— Task set —
(1) Decide whether each statement agrees with the Harz Roller text: (a) miners from Imst brought the canary to the Upper Harz region around 1730; (b) the Harz Roller Museum in Sankt Andreasberg has existed since 1990; (c) the wild canary has pale yellow plumage. Answer each with yes or no and quote the deciding words of the text.
(2) Write the next part of the Harz Roller text, starting after its last sentence.

— Page text —
The Harz Roller descends from the Atlantic canary, which was introduced to Europe from Madeira and the Azores. Miners from Imst brought the canary to the Upper Harz region as a pet around 1730 in search of work. The wild canary has greenish-yellow and gray plumage, which developed into the Harz Roller during domestication to pale yellow to golden yellow. More recent breeds also include cinnamon-red, cinnamon-brown, orange-yellow, mottled, and tabby birds.

Since 2001 there has been a Harz Roller Museum in Sankt Andreasberg.

== Song ==
By patient breeding, a breed of canary was able to be produced that had a pleasant, melodious song, full of variety and delivered with an apparently closed beak. Different types of canaries can breed with each other, especially including the Harz Roller and the Spanish Timbrado.

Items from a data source

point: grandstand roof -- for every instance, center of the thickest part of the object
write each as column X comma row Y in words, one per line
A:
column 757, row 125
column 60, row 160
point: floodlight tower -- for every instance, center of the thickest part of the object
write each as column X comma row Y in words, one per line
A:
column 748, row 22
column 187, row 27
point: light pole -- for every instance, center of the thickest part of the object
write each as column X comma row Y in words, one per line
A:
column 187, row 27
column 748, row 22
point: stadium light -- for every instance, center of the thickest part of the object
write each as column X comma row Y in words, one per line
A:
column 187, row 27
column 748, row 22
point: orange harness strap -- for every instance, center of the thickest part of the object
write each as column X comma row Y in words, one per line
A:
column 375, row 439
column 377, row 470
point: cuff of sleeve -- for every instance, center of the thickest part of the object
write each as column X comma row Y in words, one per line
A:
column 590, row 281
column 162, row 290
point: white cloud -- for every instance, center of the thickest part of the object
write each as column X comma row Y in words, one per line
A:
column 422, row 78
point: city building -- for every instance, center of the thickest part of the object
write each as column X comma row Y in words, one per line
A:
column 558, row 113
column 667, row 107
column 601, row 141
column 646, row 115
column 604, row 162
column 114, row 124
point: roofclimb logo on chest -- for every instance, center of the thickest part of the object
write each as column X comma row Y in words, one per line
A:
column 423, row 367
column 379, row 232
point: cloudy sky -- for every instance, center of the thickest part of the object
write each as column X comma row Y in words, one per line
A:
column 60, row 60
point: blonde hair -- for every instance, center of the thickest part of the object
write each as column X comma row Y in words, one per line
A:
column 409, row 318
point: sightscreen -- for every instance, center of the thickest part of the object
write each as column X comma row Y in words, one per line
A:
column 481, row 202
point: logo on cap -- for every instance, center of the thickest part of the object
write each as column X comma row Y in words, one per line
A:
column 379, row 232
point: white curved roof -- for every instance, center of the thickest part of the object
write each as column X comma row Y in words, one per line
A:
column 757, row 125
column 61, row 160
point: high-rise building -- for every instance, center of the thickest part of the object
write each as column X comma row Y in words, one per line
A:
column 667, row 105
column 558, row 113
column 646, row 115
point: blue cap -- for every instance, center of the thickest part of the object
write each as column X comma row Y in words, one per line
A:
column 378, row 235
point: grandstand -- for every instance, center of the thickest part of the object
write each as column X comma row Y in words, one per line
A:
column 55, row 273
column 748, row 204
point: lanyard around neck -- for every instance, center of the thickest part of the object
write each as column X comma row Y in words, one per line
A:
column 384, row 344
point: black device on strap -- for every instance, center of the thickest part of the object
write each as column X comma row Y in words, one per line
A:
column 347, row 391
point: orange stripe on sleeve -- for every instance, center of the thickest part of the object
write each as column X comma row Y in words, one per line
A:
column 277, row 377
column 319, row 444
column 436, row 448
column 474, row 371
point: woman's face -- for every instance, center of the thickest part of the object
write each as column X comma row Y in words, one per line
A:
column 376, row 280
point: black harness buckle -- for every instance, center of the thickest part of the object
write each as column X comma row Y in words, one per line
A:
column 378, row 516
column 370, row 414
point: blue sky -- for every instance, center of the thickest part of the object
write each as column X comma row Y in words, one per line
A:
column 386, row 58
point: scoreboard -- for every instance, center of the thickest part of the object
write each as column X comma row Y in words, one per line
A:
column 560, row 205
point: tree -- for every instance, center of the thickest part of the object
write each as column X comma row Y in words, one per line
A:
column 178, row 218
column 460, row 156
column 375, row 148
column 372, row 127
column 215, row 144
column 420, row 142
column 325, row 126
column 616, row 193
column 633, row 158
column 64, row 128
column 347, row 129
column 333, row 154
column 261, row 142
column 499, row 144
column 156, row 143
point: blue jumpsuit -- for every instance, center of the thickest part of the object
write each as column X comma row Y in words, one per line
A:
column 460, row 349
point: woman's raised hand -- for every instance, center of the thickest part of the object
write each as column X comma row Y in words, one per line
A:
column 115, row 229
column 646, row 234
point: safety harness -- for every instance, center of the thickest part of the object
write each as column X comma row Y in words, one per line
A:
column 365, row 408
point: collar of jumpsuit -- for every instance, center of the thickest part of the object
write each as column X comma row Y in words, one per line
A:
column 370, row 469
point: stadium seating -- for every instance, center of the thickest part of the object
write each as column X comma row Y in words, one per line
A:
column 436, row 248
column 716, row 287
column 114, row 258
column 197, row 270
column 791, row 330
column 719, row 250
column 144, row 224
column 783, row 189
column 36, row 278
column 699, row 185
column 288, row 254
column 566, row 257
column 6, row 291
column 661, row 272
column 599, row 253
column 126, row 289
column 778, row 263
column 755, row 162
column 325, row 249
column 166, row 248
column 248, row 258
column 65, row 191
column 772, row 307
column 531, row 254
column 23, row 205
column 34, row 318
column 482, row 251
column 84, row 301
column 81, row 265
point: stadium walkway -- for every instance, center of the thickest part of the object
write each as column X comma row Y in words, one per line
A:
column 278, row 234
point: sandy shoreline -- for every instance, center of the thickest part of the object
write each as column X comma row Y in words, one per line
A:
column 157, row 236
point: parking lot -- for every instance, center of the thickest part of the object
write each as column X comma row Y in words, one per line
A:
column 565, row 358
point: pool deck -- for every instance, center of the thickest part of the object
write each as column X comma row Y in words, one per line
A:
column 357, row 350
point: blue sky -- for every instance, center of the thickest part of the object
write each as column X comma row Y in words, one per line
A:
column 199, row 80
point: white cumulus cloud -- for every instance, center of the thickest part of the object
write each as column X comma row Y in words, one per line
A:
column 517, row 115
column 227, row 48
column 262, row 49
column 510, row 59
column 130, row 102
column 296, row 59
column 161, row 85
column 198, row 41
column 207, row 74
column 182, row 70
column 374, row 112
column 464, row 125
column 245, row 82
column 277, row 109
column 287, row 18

— Responses per task —
(1)
(a) Yes: "Miners from Imst brought the canary to the Upper Harz region as a pet around 1730 in search of work."
(b) No: "Since 2001 there has been a Harz Roller Museum in Sankt Andreasberg."
(c) No: "The wild canary has greenish-yellow and gray plumage"

(2)
== Miner's canary==

The breeding and sale of this popular breed of canary was an important secondary occupation for mining people, as was the making of cages for the birds. In the second half of the 19th century, the breeding and sale of these canaries boomed. As only the cocks, as part of their courtship behaviour, were able to sing the popular song, hens were less suitable for sale. Since only a few hens were needed for breeding, the remaining birds, as well as wild birds caught for this purpose, could be used as warning devices in the mines.

The birds were used as a warning system against used air (German: Matte Wetter), i.e. to indicate the presence of poisonous gases such as carbon monoxide and low levels of oxygen in the surrounding air. Canaries were especially good for this purpose as, unlike finches, doves and mice, they reacted very quickly to carbon monoxide. While a mouse would not have a noticeable reaction until after up to 70 minutes to a carbon monoxide concentration of 0.77% in the air, a canary will fall off its perch after as little as 2.5 minutes from a concentration of 0.29%. For this reason, canaries were not only used in normal operations, but especially to protect rescue units in the case of an accident.

==See also==
- Wilhelm Trute - breeder
- Domestic canary
- Atlantic canary (wild canary)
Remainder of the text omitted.